Region annotation entries:
begin

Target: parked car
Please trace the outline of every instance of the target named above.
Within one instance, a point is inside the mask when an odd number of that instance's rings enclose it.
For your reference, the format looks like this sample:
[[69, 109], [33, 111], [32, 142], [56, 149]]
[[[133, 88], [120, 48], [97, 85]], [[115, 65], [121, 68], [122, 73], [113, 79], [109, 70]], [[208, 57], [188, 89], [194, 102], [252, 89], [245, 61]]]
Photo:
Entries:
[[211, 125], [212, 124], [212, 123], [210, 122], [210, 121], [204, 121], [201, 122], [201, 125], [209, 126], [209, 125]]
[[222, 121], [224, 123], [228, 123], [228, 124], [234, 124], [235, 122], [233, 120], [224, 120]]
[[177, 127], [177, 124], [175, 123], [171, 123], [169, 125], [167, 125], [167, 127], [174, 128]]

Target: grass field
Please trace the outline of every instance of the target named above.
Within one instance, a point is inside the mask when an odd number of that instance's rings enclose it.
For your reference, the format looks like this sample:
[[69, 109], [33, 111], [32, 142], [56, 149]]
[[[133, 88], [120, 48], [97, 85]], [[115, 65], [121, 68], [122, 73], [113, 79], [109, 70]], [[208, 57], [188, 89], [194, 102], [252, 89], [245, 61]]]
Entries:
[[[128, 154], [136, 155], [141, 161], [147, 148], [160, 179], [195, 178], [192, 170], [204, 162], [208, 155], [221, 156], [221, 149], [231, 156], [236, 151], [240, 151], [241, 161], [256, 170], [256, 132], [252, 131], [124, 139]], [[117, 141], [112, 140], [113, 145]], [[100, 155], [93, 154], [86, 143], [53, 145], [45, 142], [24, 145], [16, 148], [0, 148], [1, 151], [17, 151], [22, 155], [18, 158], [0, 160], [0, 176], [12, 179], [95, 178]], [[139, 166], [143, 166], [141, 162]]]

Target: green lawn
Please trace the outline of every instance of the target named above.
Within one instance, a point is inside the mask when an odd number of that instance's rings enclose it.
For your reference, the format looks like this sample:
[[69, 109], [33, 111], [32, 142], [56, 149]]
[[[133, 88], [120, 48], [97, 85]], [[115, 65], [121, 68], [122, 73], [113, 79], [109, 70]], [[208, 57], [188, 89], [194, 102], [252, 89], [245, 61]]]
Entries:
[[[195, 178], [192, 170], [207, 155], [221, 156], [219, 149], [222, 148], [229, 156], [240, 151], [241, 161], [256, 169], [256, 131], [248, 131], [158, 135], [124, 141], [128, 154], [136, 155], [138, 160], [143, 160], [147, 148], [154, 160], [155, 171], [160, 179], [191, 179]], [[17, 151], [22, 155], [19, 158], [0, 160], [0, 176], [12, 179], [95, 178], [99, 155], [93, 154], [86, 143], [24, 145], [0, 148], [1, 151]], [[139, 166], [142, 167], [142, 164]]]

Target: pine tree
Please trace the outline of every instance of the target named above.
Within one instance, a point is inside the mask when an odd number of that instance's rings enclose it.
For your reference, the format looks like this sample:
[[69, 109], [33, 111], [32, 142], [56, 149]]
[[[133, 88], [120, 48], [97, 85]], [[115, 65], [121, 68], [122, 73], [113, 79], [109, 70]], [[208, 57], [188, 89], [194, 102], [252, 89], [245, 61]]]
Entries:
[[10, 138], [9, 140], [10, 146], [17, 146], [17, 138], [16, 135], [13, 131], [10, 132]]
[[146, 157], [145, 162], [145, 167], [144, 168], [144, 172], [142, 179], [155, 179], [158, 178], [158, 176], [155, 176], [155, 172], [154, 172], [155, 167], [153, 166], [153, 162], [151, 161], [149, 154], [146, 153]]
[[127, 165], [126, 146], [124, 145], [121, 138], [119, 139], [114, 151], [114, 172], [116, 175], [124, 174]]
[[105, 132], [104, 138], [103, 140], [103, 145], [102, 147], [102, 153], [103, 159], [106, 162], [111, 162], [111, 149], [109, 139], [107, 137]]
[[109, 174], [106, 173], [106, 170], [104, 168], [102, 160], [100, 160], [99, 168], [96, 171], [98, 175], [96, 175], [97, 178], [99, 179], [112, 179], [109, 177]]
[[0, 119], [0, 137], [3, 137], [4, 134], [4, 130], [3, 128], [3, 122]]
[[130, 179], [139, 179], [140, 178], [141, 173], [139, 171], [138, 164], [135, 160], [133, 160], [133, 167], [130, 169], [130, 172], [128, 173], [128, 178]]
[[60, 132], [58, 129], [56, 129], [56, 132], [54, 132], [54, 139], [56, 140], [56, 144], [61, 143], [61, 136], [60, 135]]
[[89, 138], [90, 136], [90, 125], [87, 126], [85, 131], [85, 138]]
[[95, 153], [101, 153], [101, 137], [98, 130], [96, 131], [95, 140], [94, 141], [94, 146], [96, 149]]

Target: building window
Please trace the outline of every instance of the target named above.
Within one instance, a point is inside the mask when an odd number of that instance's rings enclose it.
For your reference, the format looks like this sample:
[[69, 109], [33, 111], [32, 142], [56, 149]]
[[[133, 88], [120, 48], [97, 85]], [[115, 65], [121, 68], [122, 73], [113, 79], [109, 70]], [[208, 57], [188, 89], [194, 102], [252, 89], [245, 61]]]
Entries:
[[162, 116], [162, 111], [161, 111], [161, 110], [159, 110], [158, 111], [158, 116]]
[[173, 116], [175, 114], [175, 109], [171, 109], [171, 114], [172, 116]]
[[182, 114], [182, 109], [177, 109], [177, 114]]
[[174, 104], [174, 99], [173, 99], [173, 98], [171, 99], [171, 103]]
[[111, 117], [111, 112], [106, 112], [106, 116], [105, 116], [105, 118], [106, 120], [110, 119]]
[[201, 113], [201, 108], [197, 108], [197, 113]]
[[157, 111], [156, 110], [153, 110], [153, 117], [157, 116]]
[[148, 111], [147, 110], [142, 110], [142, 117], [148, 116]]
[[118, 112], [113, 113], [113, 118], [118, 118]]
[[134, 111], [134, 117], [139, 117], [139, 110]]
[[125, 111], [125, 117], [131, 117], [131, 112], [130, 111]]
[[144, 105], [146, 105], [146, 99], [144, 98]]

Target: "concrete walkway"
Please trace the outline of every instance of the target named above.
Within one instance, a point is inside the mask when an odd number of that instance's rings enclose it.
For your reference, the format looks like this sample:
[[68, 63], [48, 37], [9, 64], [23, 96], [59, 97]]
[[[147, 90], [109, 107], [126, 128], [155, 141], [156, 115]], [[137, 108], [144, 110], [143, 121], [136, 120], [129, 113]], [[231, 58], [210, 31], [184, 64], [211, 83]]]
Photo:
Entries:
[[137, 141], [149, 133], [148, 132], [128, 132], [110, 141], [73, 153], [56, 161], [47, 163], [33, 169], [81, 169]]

end

GIVEN PROBLEM: Please reproduce the entries line by line, starting at the first line and ending at the line containing "127], [174, 128]]", and add 26 to every coordinate in the answer outlines.

SOLUTION:
Target: parked car
Please trace the outline of every instance of the target named above.
Within one instance, a point is inside the mask when an odd number of that instance's rings enclose it.
For your reference, the format looks like this sample:
[[69, 109], [33, 111], [32, 142], [56, 149]]
[[[133, 88], [120, 48], [97, 85]], [[115, 65], [121, 68], [122, 73], [113, 79], [109, 70]], [[208, 57], [188, 89], [194, 102], [252, 89], [245, 61]]]
Photo:
Entries:
[[237, 151], [238, 150], [238, 149], [236, 148], [236, 147], [230, 147], [227, 148], [227, 151], [235, 152], [235, 151]]
[[248, 147], [250, 149], [254, 149], [254, 150], [260, 150], [261, 148], [259, 146], [250, 146]]
[[203, 153], [203, 150], [201, 149], [197, 149], [195, 151], [193, 151], [193, 153], [200, 154]]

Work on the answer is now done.